(Data shown begins)

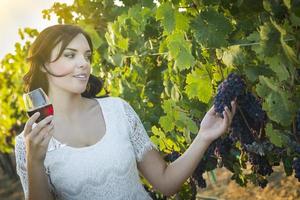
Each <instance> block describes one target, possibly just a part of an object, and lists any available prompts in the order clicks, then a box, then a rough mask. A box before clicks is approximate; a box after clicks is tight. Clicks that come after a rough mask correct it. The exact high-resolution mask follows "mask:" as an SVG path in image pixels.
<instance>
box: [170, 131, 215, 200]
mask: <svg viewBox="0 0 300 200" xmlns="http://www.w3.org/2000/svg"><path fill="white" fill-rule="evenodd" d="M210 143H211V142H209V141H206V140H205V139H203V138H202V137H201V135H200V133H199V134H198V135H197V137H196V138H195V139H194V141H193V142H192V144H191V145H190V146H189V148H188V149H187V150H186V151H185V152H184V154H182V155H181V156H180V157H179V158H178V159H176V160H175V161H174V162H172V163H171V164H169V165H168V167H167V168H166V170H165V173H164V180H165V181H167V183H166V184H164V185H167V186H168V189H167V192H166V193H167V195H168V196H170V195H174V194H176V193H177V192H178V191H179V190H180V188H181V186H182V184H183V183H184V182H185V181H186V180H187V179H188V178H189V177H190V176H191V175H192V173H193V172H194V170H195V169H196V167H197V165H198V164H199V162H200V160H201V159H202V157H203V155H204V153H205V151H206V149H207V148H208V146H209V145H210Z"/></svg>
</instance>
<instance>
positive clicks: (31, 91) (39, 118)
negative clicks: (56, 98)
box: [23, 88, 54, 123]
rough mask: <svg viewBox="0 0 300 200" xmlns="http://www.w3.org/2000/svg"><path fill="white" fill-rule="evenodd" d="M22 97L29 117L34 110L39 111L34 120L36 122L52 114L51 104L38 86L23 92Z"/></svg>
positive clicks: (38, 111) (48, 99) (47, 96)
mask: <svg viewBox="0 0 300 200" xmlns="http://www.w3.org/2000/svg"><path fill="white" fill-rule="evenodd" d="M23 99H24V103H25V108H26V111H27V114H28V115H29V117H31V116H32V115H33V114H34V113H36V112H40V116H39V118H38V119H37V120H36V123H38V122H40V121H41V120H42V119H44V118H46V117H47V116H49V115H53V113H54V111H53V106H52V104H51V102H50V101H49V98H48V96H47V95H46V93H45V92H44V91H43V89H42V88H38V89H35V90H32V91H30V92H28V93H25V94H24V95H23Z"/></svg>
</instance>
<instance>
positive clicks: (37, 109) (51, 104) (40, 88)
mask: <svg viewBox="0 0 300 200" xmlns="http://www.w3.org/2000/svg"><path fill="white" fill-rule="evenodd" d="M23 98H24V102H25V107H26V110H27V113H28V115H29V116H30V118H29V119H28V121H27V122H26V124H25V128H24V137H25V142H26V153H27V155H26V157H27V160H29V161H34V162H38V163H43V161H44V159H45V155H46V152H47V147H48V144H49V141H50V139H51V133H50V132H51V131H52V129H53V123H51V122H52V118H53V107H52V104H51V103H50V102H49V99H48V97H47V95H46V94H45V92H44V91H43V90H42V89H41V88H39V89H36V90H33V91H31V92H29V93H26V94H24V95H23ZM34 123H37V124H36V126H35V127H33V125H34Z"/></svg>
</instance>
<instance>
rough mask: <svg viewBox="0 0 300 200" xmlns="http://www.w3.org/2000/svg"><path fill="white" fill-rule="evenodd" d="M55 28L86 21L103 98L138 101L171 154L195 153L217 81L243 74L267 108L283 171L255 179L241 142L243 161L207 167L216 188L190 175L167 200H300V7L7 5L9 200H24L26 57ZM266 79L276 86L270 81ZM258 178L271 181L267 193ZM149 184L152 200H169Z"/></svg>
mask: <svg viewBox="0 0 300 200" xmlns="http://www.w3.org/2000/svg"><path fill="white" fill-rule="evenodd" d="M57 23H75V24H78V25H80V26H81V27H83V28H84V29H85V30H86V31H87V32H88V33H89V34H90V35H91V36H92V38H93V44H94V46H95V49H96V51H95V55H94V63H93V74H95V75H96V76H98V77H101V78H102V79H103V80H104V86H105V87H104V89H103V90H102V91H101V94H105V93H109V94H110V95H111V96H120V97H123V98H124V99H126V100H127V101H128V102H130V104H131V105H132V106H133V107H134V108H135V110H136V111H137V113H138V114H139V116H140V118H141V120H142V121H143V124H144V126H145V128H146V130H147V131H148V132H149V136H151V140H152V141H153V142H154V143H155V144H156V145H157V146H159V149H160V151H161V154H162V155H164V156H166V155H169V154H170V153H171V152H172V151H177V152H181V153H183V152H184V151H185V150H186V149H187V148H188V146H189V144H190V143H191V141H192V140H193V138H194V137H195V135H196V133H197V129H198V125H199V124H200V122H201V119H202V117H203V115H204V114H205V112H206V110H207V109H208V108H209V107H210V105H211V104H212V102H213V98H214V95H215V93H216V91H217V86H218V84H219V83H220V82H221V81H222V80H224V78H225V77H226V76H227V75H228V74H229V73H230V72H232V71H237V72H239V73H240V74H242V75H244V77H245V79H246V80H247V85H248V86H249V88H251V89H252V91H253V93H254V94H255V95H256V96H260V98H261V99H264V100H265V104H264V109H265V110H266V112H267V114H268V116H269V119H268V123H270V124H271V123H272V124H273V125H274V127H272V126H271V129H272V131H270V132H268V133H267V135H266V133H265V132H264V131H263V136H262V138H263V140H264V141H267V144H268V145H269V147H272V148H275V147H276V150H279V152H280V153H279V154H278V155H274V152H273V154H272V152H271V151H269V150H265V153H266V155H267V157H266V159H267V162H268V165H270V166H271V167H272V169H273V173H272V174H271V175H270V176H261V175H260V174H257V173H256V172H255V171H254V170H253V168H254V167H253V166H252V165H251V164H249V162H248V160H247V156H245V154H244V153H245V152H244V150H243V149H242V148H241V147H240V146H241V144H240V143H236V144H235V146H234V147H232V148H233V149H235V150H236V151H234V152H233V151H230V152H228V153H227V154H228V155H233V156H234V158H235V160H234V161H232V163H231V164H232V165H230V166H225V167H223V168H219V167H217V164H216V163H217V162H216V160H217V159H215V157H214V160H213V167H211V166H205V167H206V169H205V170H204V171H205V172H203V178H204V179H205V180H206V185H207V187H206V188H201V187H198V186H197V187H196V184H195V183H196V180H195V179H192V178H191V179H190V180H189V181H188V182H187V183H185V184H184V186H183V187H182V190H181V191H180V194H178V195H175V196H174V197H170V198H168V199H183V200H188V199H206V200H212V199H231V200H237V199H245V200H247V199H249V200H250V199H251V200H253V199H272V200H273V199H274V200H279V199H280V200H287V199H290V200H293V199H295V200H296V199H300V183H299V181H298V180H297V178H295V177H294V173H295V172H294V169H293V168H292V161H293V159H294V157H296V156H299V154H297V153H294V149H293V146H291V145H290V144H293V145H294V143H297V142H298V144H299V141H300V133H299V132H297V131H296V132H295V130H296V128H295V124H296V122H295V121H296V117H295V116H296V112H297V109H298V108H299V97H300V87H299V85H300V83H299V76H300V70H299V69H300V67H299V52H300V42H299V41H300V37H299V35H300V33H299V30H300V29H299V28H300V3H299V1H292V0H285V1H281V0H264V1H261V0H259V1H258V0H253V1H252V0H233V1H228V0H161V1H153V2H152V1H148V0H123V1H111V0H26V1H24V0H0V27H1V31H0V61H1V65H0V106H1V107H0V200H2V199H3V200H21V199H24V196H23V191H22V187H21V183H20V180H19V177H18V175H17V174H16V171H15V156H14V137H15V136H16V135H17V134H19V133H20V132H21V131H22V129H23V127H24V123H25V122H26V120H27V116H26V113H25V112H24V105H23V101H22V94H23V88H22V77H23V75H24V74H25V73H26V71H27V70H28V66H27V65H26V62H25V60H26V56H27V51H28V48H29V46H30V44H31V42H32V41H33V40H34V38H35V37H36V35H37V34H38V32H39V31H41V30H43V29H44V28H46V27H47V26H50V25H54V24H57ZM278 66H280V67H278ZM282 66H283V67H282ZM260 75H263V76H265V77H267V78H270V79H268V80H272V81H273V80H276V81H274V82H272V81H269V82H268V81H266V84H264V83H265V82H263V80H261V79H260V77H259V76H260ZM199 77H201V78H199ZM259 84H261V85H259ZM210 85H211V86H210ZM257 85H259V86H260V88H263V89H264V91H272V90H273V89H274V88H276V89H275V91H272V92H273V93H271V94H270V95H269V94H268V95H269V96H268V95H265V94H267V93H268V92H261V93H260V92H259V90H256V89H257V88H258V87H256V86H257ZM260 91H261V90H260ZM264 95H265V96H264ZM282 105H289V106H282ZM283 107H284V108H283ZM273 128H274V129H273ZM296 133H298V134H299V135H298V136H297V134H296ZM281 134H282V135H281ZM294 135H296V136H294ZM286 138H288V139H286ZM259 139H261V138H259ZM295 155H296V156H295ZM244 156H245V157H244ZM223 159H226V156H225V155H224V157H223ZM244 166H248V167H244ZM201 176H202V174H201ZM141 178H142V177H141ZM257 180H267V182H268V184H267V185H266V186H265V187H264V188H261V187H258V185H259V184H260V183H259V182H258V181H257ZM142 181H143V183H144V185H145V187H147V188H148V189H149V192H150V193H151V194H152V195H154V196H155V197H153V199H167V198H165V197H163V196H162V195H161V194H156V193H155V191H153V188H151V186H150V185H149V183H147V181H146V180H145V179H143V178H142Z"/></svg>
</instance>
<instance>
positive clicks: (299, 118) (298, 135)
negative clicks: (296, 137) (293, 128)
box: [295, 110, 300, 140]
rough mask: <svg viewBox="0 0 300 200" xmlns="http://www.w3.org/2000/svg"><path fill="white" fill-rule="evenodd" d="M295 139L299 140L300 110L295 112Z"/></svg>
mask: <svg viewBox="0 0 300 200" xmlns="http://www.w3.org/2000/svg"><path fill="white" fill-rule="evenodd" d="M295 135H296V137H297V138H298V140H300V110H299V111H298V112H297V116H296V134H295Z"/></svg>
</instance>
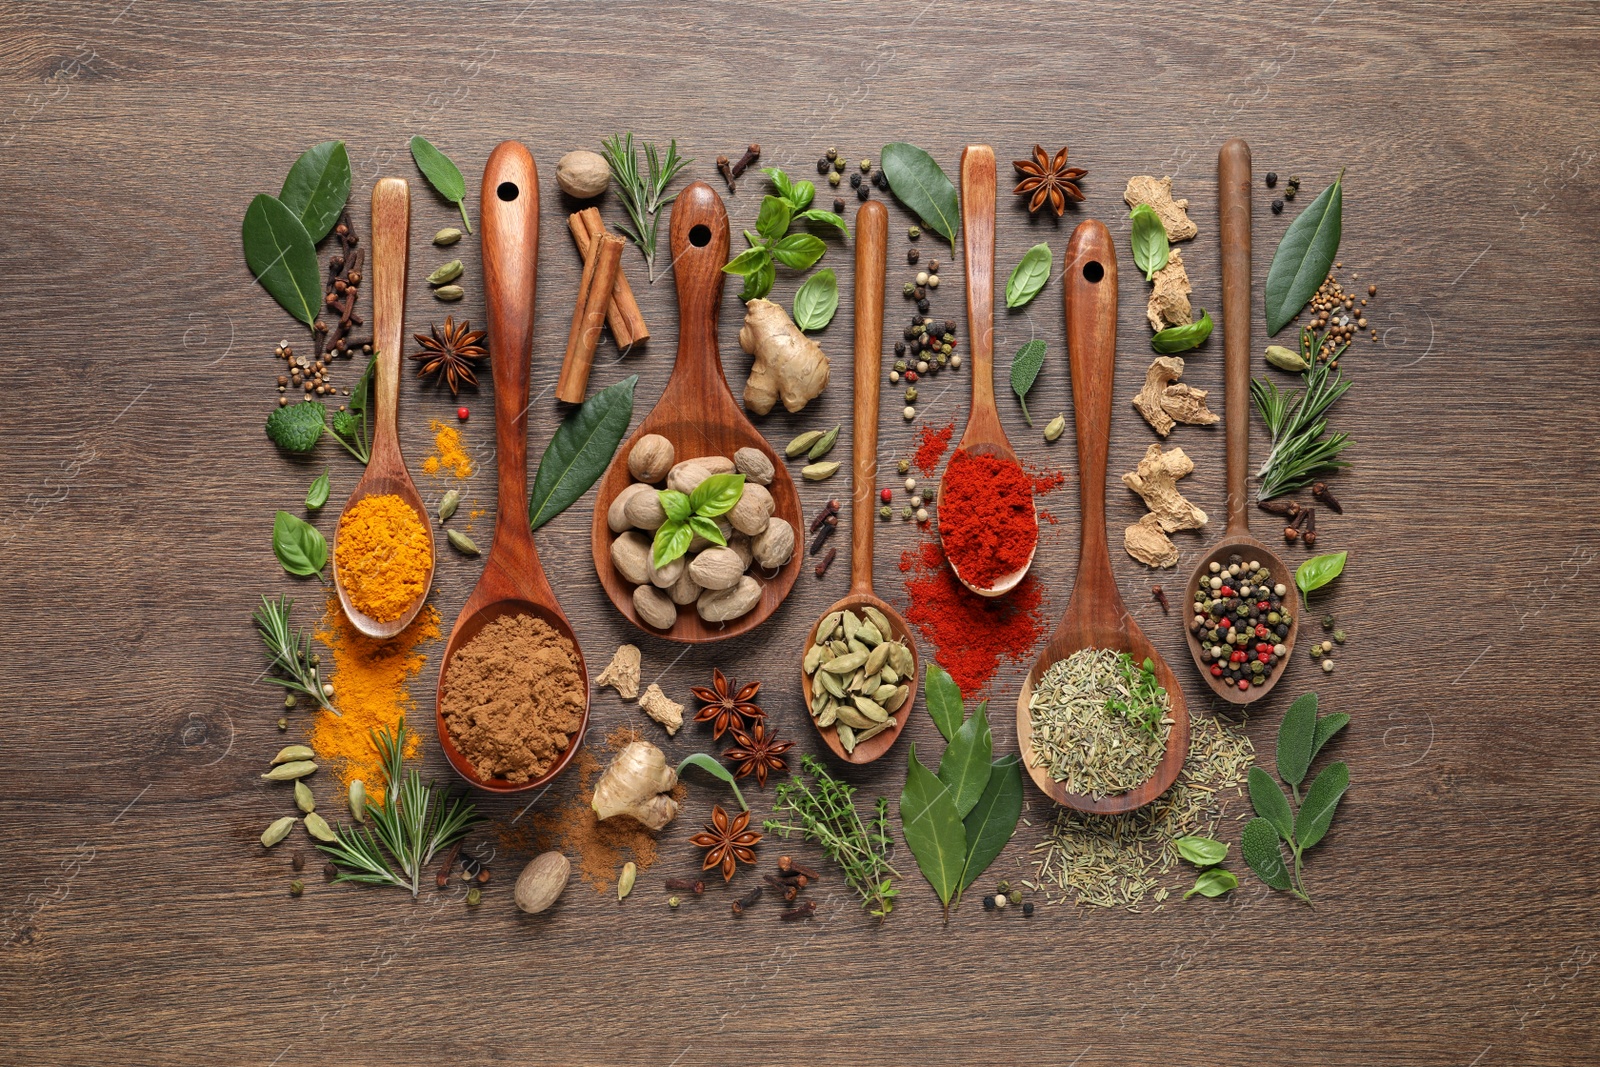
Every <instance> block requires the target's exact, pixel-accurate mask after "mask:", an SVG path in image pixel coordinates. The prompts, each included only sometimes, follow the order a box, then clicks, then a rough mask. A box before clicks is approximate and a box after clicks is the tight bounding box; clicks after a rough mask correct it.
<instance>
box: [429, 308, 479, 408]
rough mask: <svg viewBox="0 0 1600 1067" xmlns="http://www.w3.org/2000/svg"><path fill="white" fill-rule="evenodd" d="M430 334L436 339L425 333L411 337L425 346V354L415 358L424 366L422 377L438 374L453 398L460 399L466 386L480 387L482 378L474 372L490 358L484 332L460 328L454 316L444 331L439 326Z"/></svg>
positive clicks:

(Data shown ends)

▸ **Problem to work on**
Nothing but the lines from the one with "Every <instance> block" through the last line of the entries should be repeated, and those exactly.

▸ **Your response**
Every <instance> block requires the target's exact, pixel-accurate mask after "mask:", an SVG path in image pixel coordinates. The prompts, each included only sometimes, follow the order a box, then clicks, then a rough mask. A box before clicks is approximate and a box after clicks is the tight bounding box; clicks after a rough mask correct it.
<instance>
box: [429, 308, 479, 408]
rough mask: <svg viewBox="0 0 1600 1067" xmlns="http://www.w3.org/2000/svg"><path fill="white" fill-rule="evenodd" d="M430 334L436 339L425 333L411 337L425 346V354L415 358L424 366L422 377L438 374L453 398L460 399L466 386L480 387L482 378L474 372L490 358L484 332L460 328L454 316L444 331L439 326Z"/></svg>
positive clicks:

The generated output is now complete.